**LIST OF TASKS**.
1. Print the finance discussion in full, word for word.
2. Count how many lines of the records contain the string "striped", treating uppercase and lowercase as different. Reply with the number alone.

This isn’t really a good angle to critique finance IMO, because it is indeed a necessary part of the modern economy.

A better angle is how finance tends to acquire a ton of smart young people that could/would otherwise be doing work that has more benefits to society. It’s hard to blame the individual here, because the salaries are orders of magnitude larger in finance vs. say, aerospace engineering. Would I turn down $700k at a hedge fund to earn $90k at a science lab? Probably not, unless I was already independently wealthy.

"it's all just numbers really. Just changing what you're adding up. And, to speak freely, the money here is considerably more attractive." - Peter Sullivan in the movie Margin Call
I ended up rewatching that movie more than ten times a few months ago after I got stuck with a capped internet connection and not much to do online. It's one of those films where there isn't a single fucking scene wasted: everything plays out a little over a day, and the character dynamics and dialogue feel genuinely tight. Lots of great characters overall, but Jeremy Irons's John Tuld is just stellar in terms of presence and delivery.
It really is a perfect movie, in the sense of having precisely the right parts and nothing else.
How is that not a restatement of what OP said?
Everyone benefits with more efficient markets.

It is easy to fall into the trap of thinking HFT/low frequency quant firms "leech wealth".

You can get out of the trap by learning about what they do and the essential role they play in the proper functioning of our markets.

It's an intentionally naive position to say that places don't leech off of others. Even large places like Fidelity and Schwab that respect customers aren't just keeping people's money in vaults. They literally take your checking, savings, retirement accounts, etc. and make money off of them while they "sit".

Firms specialize in intercepting trades and then placing trades faster than 99.9% of others.

These institutions hide behind "we provide liquidity" like it's a selfless act of kindness, whereas that's just a mere side effect, and just one of many.

**Dataset records**.
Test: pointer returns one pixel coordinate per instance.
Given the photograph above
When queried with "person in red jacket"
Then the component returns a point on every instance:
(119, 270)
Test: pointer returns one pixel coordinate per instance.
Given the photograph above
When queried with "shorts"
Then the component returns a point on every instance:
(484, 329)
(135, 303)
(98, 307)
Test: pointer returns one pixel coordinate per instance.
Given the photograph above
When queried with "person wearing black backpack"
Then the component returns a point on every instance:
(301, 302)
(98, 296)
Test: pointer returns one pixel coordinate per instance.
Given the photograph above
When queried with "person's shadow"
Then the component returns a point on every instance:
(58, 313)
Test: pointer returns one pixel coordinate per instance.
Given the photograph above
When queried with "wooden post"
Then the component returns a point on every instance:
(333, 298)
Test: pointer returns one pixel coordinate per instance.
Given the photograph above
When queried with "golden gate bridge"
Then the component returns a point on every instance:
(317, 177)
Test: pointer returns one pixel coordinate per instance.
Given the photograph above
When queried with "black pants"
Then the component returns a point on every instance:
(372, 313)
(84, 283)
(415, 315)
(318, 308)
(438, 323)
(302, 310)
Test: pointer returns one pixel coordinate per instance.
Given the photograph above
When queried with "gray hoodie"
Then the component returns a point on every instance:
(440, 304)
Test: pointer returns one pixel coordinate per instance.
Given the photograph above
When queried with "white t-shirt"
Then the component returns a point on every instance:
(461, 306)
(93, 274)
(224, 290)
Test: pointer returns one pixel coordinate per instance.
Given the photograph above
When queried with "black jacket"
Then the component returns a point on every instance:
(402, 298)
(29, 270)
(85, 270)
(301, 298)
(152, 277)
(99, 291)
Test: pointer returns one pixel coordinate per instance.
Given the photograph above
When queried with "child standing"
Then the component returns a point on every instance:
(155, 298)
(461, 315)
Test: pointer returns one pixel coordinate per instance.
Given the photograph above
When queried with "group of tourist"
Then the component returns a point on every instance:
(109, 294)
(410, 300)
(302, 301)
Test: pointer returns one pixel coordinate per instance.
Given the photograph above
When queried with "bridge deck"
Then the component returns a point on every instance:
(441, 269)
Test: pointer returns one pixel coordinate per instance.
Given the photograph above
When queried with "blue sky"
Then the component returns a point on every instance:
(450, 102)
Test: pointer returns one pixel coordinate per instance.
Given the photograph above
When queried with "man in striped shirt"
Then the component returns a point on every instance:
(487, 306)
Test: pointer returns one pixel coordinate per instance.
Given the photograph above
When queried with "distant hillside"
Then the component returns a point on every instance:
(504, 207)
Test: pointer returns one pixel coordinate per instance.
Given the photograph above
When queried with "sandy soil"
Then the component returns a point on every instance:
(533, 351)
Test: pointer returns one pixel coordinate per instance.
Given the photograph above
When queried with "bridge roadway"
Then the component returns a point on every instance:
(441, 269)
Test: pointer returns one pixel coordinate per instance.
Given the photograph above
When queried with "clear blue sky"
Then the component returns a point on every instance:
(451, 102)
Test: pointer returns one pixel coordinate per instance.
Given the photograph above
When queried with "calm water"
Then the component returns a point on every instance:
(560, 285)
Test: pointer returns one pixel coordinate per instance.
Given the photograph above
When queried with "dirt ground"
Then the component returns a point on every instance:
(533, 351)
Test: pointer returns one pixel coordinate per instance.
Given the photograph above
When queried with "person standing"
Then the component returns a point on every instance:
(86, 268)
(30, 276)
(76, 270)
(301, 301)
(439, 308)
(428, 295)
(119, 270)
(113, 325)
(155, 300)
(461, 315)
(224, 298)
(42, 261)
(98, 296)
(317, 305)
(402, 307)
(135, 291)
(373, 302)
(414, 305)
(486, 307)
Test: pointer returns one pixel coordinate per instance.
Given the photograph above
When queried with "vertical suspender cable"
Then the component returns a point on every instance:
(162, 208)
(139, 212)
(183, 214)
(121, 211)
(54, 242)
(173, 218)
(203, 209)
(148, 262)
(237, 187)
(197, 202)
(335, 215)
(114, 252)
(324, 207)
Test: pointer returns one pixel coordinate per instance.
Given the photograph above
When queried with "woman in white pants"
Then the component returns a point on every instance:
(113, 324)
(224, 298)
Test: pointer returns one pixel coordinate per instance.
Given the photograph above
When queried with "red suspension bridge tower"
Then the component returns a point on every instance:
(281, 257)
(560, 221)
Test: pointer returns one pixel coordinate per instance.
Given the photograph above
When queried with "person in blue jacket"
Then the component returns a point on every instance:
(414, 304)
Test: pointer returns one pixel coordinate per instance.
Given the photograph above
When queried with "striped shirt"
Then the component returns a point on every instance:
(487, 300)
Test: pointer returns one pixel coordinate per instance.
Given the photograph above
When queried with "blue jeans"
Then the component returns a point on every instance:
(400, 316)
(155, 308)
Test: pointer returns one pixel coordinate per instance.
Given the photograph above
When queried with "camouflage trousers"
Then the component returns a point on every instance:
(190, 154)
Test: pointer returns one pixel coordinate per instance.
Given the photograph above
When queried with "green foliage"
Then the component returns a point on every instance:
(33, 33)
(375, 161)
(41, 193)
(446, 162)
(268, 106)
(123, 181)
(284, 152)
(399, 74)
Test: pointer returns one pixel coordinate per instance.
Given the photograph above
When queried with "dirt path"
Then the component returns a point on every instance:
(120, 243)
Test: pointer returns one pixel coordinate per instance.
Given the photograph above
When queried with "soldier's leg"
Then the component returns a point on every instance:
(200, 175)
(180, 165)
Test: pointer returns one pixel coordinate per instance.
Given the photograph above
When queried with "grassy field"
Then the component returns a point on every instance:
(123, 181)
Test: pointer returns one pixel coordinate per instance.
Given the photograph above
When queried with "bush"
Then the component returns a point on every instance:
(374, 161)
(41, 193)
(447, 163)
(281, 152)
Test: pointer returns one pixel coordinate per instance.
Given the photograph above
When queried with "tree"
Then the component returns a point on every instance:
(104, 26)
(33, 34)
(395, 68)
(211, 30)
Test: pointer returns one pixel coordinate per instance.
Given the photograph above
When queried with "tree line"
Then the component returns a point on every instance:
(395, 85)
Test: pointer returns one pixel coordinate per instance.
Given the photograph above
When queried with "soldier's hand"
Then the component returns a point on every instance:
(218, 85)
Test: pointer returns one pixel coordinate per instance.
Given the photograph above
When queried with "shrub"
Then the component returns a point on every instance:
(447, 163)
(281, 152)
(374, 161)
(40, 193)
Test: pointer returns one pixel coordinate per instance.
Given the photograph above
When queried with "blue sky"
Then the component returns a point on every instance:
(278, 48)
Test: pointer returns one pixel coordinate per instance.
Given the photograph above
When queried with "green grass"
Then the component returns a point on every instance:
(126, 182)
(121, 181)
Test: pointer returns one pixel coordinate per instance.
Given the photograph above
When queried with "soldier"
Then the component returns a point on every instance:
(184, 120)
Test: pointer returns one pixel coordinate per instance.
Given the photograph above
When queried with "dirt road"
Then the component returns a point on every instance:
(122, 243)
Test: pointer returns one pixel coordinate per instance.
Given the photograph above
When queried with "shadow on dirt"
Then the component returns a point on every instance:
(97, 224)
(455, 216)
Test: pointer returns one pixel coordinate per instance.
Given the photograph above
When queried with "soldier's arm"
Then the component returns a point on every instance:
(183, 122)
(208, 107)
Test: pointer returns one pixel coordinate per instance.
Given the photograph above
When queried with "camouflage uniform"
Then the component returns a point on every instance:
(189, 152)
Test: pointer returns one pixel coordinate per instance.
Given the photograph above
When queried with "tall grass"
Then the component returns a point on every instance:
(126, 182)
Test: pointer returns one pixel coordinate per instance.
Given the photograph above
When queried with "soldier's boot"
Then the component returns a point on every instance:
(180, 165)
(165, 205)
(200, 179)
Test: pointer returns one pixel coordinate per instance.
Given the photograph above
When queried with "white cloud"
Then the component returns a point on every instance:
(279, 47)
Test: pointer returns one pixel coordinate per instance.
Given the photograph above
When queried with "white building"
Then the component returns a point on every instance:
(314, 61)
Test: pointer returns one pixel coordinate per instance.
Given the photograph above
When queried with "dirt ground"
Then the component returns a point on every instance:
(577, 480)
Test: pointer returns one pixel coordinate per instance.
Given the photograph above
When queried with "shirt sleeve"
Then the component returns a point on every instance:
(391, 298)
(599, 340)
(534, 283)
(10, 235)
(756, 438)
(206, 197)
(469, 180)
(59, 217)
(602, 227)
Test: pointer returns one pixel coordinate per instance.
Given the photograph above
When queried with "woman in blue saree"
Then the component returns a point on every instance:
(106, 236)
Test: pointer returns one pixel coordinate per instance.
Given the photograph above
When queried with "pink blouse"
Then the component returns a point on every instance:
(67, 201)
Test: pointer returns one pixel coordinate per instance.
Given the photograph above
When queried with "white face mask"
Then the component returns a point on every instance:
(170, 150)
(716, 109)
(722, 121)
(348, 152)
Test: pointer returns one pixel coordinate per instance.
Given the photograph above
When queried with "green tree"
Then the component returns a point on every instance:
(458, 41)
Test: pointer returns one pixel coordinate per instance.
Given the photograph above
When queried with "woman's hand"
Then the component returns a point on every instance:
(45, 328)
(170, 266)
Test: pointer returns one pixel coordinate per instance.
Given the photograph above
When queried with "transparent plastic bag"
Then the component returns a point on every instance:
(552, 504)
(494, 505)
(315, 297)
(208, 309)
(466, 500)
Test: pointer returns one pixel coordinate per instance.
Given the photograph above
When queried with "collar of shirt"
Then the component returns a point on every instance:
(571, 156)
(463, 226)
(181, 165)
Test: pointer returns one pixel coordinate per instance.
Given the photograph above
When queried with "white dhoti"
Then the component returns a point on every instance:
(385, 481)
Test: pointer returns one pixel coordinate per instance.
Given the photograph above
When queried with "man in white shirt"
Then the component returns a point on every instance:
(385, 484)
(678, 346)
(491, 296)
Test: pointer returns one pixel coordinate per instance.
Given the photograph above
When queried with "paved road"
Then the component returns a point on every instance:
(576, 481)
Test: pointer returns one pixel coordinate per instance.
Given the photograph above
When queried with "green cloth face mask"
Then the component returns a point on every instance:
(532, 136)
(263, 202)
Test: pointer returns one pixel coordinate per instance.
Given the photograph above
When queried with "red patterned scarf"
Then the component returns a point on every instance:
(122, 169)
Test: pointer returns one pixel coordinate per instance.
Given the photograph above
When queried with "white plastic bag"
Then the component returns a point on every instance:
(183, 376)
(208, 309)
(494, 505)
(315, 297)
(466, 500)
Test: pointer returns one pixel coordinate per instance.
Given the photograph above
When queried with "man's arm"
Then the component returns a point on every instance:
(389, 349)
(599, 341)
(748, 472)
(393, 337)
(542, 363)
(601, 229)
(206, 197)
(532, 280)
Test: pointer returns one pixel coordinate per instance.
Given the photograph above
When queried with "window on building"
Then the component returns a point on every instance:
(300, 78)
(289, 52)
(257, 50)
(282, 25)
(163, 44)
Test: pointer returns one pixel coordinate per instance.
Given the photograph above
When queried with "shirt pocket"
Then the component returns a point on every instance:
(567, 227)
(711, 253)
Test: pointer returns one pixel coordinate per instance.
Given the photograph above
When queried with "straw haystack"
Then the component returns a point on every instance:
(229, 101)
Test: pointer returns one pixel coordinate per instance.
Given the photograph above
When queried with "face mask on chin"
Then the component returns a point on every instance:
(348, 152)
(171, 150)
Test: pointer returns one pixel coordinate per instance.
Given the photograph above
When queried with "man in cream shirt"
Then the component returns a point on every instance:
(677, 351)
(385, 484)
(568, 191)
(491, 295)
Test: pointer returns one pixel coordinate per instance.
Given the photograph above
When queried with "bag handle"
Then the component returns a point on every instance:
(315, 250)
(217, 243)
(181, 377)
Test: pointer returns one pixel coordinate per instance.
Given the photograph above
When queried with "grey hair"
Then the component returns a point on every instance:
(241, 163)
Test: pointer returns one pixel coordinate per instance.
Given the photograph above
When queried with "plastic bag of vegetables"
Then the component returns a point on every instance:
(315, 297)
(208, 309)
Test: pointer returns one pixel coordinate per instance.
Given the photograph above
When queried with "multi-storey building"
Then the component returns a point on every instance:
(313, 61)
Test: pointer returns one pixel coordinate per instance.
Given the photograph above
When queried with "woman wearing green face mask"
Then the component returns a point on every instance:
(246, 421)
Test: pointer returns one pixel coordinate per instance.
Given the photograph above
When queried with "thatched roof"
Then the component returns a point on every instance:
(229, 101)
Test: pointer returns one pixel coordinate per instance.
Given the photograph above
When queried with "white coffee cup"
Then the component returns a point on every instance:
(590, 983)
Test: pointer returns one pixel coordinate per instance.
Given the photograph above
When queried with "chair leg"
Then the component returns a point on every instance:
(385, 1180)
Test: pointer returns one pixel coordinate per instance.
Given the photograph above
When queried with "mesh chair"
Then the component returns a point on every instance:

**SOLUTIONS TO EACH TASK**.
1.
This isn’t really a good angle to critique finance IMO, because it is indeed a necessary part of the modern economy.

A better angle is how finance tends to acquire a ton of smart young people that could/would otherwise be doing work that has more benefits to society. It’s hard to blame the individual here, because the salaries are orders of magnitude larger in finance vs. say, aerospace engineering. Would I turn down $700k at a hedge fund to earn $90k at a science lab? Probably not, unless I was already independently wealthy.

"it's all just numbers really. Just changing what you're adding up. And, to speak freely, the money here is considerably more attractive." - Peter Sullivan in the movie Margin Call
I ended up rewatching that movie more than ten times a few months ago after I got stuck with a capped internet connection and not much to do online. It's one of those films where there isn't a single fucking scene wasted: everything plays out a little over a day, and the character dynamics and dialogue feel genuinely tight. Lots of great characters overall, but Jeremy Irons's John Tuld is just stellar in terms of presence and delivery.
It really is a perfect movie, in the sense of having precisely the right parts and nothing else.
How is that not a restatement of what OP said?
Everyone benefits with more efficient markets.

It is easy to fall into the trap of thinking HFT/low frequency quant firms "leech wealth".

You can get out of the trap by learning about what they do and the essential role they play in the proper functioning of our markets.

It's an intentionally naive position to say that places don't leech off of others. Even large places like Fidelity and Schwab that respect customers aren't just keeping people's money in vaults. They literally take your checking, savings, retirement accounts, etc. and make money off of them while they "sit".

Firms specialize in intercepting trades and then placing trades faster than 99.9% of others.

These institutions hide behind "we provide liquidity" like it's a selfless act of kindness, whereas that's just a mere side effect, and just one of many.

2. 2